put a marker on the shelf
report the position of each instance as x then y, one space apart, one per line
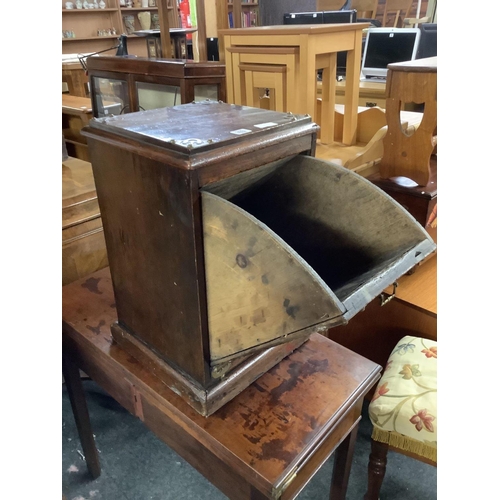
88 11
137 9
91 38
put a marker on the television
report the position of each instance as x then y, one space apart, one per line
325 17
384 46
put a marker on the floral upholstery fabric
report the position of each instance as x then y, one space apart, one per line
404 407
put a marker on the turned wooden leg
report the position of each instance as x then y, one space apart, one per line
342 466
376 469
80 412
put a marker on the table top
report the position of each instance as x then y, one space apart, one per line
425 65
73 103
268 431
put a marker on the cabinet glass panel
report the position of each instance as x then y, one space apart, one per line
153 96
204 92
111 97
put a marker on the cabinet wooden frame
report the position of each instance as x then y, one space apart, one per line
169 72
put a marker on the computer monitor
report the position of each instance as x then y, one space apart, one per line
339 16
303 18
427 46
384 46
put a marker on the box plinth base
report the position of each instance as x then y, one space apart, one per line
206 401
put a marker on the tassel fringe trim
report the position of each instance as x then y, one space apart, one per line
405 443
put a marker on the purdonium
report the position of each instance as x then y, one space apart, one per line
229 243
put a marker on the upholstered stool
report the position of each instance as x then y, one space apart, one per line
403 410
264 76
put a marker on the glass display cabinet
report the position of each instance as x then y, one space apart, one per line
137 84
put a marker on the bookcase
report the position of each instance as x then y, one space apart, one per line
243 13
89 30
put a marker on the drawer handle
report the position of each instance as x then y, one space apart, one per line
387 297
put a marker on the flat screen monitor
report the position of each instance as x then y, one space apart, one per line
384 46
303 18
428 41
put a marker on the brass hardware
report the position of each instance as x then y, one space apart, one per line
277 493
387 297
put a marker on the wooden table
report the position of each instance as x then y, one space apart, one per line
83 245
314 41
75 78
370 93
76 113
266 443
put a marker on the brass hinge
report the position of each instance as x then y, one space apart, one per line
278 492
387 297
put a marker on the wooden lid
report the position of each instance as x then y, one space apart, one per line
200 127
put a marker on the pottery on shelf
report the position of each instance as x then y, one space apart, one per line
145 20
155 21
129 22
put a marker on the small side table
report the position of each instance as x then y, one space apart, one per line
268 442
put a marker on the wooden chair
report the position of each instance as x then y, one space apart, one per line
409 155
400 9
404 408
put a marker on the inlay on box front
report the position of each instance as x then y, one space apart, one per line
229 243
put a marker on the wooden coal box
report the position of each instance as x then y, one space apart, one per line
229 244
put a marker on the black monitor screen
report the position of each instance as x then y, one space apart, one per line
387 48
339 16
427 47
303 18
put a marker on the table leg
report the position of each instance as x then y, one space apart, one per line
353 68
80 412
342 466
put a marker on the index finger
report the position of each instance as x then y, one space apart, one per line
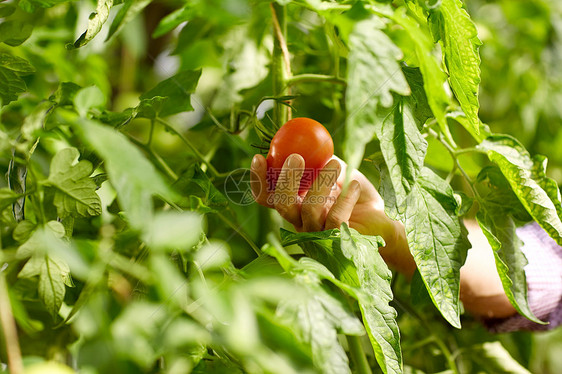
258 180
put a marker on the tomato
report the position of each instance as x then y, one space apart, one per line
306 137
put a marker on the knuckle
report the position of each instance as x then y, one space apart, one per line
335 218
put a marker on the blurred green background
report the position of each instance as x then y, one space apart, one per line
520 94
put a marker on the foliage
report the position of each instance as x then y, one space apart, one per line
128 241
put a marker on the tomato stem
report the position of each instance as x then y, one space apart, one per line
308 78
280 63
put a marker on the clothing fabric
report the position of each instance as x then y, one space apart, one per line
544 282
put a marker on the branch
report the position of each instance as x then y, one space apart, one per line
9 327
306 78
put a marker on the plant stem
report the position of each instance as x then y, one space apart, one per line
190 145
306 78
9 328
358 355
150 134
159 160
280 63
440 343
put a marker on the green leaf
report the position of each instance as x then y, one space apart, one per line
15 32
134 178
373 74
88 98
64 95
538 193
7 198
418 102
32 267
437 239
320 316
6 10
76 191
173 20
194 182
403 148
128 12
499 229
31 5
178 90
11 70
494 358
51 286
452 25
173 231
39 242
501 196
433 77
95 23
361 272
374 277
16 64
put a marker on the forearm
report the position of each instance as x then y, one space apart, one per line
481 290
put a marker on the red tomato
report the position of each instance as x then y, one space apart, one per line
306 137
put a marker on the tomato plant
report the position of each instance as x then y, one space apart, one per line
305 137
128 244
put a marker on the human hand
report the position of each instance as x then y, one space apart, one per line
324 206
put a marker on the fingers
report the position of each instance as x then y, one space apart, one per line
315 205
286 199
258 180
342 209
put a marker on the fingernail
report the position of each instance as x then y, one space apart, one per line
294 161
255 162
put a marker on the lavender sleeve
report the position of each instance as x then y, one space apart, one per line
544 282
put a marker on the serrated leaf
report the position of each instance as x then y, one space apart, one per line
173 20
173 231
95 23
361 272
499 229
177 90
433 78
418 100
403 148
40 241
320 316
32 267
76 191
6 10
31 5
11 84
437 239
16 64
87 98
134 178
7 198
15 32
51 286
452 25
374 277
195 183
538 193
128 12
65 93
373 74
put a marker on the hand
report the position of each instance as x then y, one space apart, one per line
325 206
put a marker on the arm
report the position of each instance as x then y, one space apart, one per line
363 209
▬▬▬▬▬▬
### Work instructions
Where the word "shelf" is present in a line of the listing, copy that line.

### Your response
put a marker on the shelf
put a marker on the pottery on shelf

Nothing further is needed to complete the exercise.